PASSAGE ::
The bill passed the City Council with only four members voting against it — Republicans David Oh, Brian O’Neill and Al Taubenberger, as well as Democrat Maria Quinones-Sanchez.

“I have a Coca Cola plant in my district with 435 jobs that will be impacted,” Sanchez said. “Any time you’re looking at an industry that could potentially shut down and move across the bridge, it’s my duty to protect those jobs.”

Sanchez also criticized the tax for its disproportionate effect on poorer residents, which Wharton professor Michael Sinkinson acknowledged.

“Taxes don’t necessarily affect everyone equally,” Sinkinson said. “When you impose a consumption tax, or any sort of a sales tax, there’s concern that it might be regressive, and that it would actually have a larger effect on lower-income individuals.”

Sinkinson, who teaches Business Economics and Public Policy, added that poorer individuals were also less likely to be able to avoid the tax by purchasing drinks outside city limits.

Councilwoman Sanchez, along with fellow councilman David Oh, argued that the city’s budget already contains the funding necessary for the mayor’s intended pre-kindergarten programs without the need to enact a new tax.

“The amount of money that has been identified to us as what we need [for prekindergarten] already exists in the current budget,” Oh said. “Maybe you need about 45 million dollars to start pre-k, and we certainly have 45 million dollars extra in the budget.”

Oh called the soda tax “bad tax policy” and said that the tax created a case of conflicting incentives for the city.

“You don’t want people to drink it, [so] you’re raising the cost,” he said. “And because you’ve done that, if you’re successful, you won’t have the money to sustain your program.”

This inconsistent nature of the tax has also led to criticism. Sugarless, calorie-free diet sodas are subject to the tax, while high-calorie drinks that are at least 50 percent fruit or vegetable juice or milk will not be. Drinks where the customer adds or requests the addition of their own sweeteners will also not be taxed — which applies to many drinks at Starbucks.

“Certain smoothies [and] mocha smoothies are exempt,” Sanchez said. “[The tax] disproportionately affects poor people and exempts products that wealthy people buy.”

Perhaps for these reasons, the mayor’s office focused less on the health aspects of a decrease in soda consumption, instead presenting the tax as an opportunity to fund education for young children through universal prekindergarten.

INSTRUCTIONS ::
• a. Return the part of the soda tax article that opens with the words containing "Sinkinson, who teaches" and closes with "for the city.".
• b. List the council members who, according to the soda tax article, voted against the bill.
• c. Continue the soda tax article from its last sentence.
The lines that follow have no connection to the soda tax article.

DATA SEGMENT ::
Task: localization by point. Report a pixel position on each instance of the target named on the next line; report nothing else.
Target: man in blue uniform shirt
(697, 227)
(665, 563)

TASK-BY-TASK OUTPUTS ::
• a.
Sinkinson, who teaches Business Economics and Public Policy, added that poorer individuals were also less likely to be able to avoid the tax by purchasing drinks outside city limits.

Councilwoman Sanchez, along with fellow councilman David Oh, argued that the city’s budget already contains the funding necessary for the mayor’s intended pre-kindergarten programs without the need to enact a new tax.

“The amount of money that has been identified to us as what we need [for prekindergarten] already exists in the current budget,” Oh said. “Maybe you need about 45 million dollars to start pre-k, and we certainly have 45 million dollars extra in the budget.”

Oh called the soda tax “bad tax policy” and said that the tax created a case of conflicting incentives for the city.

• b. David Oh, Brian O'Neill, Al Taubenberger, Maria Quinones-Sanchez

• c.
“The tax was being sold politically as a tax to fund universal pre-k in Philadelphia," Nursing professor Karen Glanz said. "It wasn’t being sold as just a health-related tax.” 

Glanz, who holds a secondary appointment in the Perelman School of Medicine, is also a senior fellow at Penn’s Leonard Davis Institute of Health Economics.

“[Healthy childhood and early childhood education] are causes that very few people can look at and say, ‘I don’t want little kids to be educated,’” she said. “It’s much easier for people to argue against a public health measure, because they can interpret it as ‘oh, you’re trying to take away my free choice.’”

But even the proposal for universal prekindergarten has not received universal support.

“What is pre-k? You can’t tell me what it is in the sense of what the city’s doing, I couldn’t tell you what it is, because the mayor hasn’t said what it is,” Oh said. “They’re working on it now.”

“We knew from the beginning that although it was called universal pre-k, that it was not going to be universal,” he continued. “We could not afford universal pre-k. So the question is, who is it for? And, when will they receive the services?"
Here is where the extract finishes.